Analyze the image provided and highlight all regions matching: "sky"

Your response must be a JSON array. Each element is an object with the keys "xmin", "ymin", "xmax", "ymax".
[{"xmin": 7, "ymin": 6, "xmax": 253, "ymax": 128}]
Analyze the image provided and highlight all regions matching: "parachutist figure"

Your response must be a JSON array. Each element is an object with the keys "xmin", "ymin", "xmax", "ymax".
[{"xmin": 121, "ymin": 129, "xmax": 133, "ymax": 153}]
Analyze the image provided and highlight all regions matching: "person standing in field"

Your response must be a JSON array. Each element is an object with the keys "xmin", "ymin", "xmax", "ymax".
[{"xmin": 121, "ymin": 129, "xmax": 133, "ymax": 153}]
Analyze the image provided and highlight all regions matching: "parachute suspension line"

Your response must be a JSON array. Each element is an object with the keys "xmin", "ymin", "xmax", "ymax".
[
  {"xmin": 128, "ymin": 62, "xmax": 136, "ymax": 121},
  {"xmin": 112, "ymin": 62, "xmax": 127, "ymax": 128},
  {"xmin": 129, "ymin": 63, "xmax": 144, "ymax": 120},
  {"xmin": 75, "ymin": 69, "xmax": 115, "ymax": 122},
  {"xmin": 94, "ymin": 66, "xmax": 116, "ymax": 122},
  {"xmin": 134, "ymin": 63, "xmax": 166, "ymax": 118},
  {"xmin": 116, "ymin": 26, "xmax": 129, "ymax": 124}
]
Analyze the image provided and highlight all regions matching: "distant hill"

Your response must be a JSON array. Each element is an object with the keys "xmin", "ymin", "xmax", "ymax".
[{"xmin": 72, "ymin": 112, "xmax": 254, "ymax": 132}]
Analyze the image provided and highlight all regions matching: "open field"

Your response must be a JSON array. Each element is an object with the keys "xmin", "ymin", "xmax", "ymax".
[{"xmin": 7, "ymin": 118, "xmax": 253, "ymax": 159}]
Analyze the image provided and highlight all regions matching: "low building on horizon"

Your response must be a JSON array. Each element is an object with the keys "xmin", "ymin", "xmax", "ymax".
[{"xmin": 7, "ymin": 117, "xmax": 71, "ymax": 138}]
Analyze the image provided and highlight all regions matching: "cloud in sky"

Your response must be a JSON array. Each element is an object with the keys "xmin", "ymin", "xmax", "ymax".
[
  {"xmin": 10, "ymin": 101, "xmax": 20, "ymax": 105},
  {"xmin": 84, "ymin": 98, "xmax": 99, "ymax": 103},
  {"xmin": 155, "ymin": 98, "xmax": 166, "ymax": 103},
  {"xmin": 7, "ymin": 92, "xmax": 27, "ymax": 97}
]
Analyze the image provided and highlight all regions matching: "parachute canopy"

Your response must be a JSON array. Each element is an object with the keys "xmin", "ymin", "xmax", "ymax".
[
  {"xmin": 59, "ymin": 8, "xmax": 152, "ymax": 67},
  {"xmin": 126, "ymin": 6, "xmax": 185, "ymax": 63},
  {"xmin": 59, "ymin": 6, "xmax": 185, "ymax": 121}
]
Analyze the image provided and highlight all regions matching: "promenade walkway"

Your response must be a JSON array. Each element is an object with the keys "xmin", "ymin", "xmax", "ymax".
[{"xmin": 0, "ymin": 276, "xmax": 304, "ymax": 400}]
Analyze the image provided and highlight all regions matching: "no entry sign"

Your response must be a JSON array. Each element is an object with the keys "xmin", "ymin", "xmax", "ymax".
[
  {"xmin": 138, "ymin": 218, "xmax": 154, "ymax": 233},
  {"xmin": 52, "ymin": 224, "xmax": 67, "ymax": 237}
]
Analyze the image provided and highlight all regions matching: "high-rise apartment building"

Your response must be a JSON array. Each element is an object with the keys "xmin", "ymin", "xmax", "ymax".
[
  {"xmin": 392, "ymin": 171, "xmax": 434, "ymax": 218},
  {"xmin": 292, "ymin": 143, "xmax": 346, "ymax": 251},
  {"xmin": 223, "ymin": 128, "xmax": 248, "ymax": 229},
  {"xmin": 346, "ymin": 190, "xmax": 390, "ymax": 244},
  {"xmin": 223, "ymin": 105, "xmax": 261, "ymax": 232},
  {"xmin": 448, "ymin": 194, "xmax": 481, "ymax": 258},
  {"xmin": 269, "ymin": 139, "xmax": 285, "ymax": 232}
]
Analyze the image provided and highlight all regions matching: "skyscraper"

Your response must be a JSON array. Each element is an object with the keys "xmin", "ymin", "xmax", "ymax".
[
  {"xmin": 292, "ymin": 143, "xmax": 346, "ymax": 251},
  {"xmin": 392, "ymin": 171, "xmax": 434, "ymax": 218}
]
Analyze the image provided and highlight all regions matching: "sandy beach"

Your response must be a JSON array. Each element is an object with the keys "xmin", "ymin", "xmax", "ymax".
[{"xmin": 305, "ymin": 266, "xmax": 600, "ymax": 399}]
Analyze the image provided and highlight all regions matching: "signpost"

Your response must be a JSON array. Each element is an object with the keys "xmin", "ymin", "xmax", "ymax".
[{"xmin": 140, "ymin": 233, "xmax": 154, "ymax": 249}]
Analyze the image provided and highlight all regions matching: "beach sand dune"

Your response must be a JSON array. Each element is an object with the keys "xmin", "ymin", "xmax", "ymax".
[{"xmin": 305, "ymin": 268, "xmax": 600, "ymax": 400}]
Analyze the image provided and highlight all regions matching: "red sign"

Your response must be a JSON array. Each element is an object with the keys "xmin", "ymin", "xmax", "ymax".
:::::
### REQUIRED WORK
Count the lines in the rows above that contain the string "parachute", matching case exactly, and reply with only that number.

### THE COMPLETED TASK
2